__Extracted entries__:

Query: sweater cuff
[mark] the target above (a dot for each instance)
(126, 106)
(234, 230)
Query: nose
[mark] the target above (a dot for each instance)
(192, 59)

__Work required__: Print every line of the listing exactly.

__Output of the exercise__:
Query: sweater cuff
[mark] the target above (a dot for each instance)
(126, 106)
(234, 230)
Query: nose
[mark] the target above (a dot for each instance)
(192, 59)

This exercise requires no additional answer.